## Extracted data entries
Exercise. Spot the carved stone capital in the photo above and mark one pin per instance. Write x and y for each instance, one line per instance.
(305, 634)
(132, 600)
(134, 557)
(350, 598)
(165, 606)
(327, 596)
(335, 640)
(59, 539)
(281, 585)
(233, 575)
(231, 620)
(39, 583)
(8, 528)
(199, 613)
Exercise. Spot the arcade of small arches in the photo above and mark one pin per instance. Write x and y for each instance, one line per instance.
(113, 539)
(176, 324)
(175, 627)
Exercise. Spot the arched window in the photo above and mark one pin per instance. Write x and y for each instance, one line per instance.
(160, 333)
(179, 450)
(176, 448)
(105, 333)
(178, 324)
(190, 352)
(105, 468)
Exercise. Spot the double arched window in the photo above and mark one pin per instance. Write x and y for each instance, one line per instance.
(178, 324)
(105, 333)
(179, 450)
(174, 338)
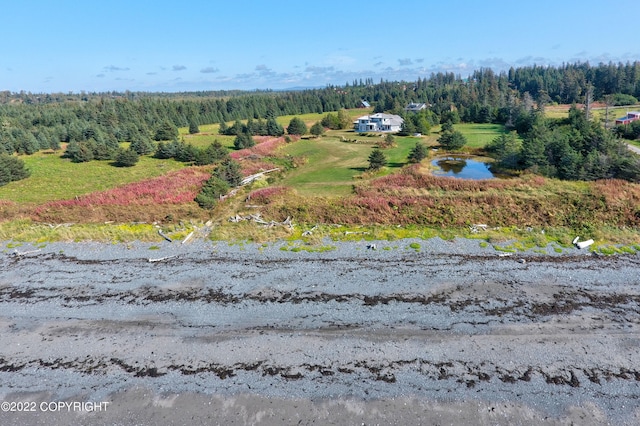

## Goal of the exercise
Rewrite every one of the records above, changing "Spot" to "Locate" and keeping everything else the same. Omit the pictures from your answer.

## Solved exercise
Exercise. Locate the carved stone capital in the photo above and mark one pin per instance. Write x and y for each instance, one line per instance.
(305, 634)
(132, 600)
(134, 557)
(350, 598)
(165, 606)
(327, 596)
(335, 640)
(59, 539)
(281, 585)
(233, 575)
(231, 620)
(39, 583)
(8, 528)
(199, 613)
Exercise. Locate the arcade of small arches in the photo above and mark one pin per instance. Write x and y for each instance, one line per instance.
(113, 539)
(176, 324)
(175, 627)
Exercise. Locate the arched window in the photo above and mark one pin per instance. Write x and y for each instance, one line per instance.
(160, 333)
(179, 450)
(176, 448)
(105, 333)
(178, 324)
(190, 352)
(105, 468)
Exercise. Locate the double arched window in the photo above and mark one pin per instance. Write x and y for each instance, one line per instance.
(178, 324)
(105, 333)
(179, 450)
(174, 338)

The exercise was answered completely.